The task.
Could you repeat the records below exactly as written?

Records supplied.

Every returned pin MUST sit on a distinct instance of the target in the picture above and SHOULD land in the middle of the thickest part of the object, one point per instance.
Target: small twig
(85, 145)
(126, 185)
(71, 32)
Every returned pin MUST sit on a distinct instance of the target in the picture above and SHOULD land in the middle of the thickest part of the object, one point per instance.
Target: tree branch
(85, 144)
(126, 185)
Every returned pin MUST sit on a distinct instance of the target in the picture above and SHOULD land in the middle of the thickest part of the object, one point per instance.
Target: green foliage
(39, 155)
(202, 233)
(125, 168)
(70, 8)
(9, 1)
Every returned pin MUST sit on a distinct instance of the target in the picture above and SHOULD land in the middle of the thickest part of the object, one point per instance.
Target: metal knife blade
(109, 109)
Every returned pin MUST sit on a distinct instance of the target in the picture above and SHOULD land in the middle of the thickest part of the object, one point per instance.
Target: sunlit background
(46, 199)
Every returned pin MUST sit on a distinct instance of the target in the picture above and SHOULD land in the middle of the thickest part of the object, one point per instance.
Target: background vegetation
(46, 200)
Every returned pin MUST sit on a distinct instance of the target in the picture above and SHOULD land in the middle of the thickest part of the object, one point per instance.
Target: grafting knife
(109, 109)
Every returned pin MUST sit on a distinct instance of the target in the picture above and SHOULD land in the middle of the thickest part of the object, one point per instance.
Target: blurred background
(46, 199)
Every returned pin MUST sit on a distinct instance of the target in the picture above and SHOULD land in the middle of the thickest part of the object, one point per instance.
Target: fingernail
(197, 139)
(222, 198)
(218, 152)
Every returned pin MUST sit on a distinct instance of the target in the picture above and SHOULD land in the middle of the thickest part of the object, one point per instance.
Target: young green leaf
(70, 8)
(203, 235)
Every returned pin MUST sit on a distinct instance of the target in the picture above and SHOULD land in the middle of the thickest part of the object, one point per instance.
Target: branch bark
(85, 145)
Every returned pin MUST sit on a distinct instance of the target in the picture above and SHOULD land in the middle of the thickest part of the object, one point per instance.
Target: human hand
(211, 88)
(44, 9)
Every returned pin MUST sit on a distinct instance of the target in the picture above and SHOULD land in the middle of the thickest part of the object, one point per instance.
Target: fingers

Answer for this exercise.
Every returned pin MUST sit on a distinct instance of the target in the picture above and SHOULD land in the middle of the thickest part of the object, one point per instance.
Target: small twig
(85, 145)
(126, 185)
(71, 32)
Every returned pin MUST sit on a distinct instance of the target in the picture above and SHOULD land in the middle of the thickest part of the object, one point per instance.
Target: tree branch
(85, 144)
(126, 185)
Every returned pin MUST sit on a distinct instance of the target in the picture above and SHOULD land in the middle of the thickest part of the object, one point per instance.
Target: green foliage
(39, 155)
(202, 233)
(125, 168)
(70, 8)
(9, 1)
Every returned pin MUST sit on a distinct instance of the target in the picture above and SHOULD land in the middle of the thickest part of the object, one point per instance.
Target: metal knife blade
(109, 109)
Every returned pin MUST sit on a distinct instance of the target in the picture above and SHOULD land in the middle of the thickest part of the object, one point per instance.
Target: sunlit background
(46, 199)
Every returned pin MUST sit on a distinct instance of the target in the picture above and SHOULD land in the middle of the thickest part of the object, one point per instance.
Target: background vegetation
(46, 200)
Every returned pin MUST sit on a distinct instance of the target in the picture above and SHOULD land in the middle of the thickest part of the object, one point per instance.
Target: grafting knife
(109, 109)
Every returned pin MUST sit on a distinct instance of the target in the picture above and SHOULD land in the middle of the thickest part of the object, one point per instance.
Target: blurred background
(46, 199)
Every returned pin MUST sit on a distinct instance of the target in the picture above and SHOULD land in the middle of the thickest part of the object, one point per instance.
Target: fingernail
(197, 139)
(222, 198)
(218, 152)
Every returned pin MUST sit on a distinct instance of the target in the picture above and SHOULD land in the middle of the thickest part of the object, one point per instance.
Target: young green leaf
(70, 8)
(203, 235)
Every returned pin MUST sit on a distinct instance of the target in the picture above and SHOULD land in the middle of the thickest part of the object, one point per instance.
Target: branch bark
(85, 145)
Every returned pin MUST sit on a distinct instance of the target in the picture above and SHOULD land in the middle of the thickest part of the object, one point per instance.
Target: human hand
(211, 88)
(44, 9)
Every returned pin MUST sit on a distinct instance of the target in the picture above and SHOULD land in the middle of the thickest part of the object, one point per instance.
Target: fingers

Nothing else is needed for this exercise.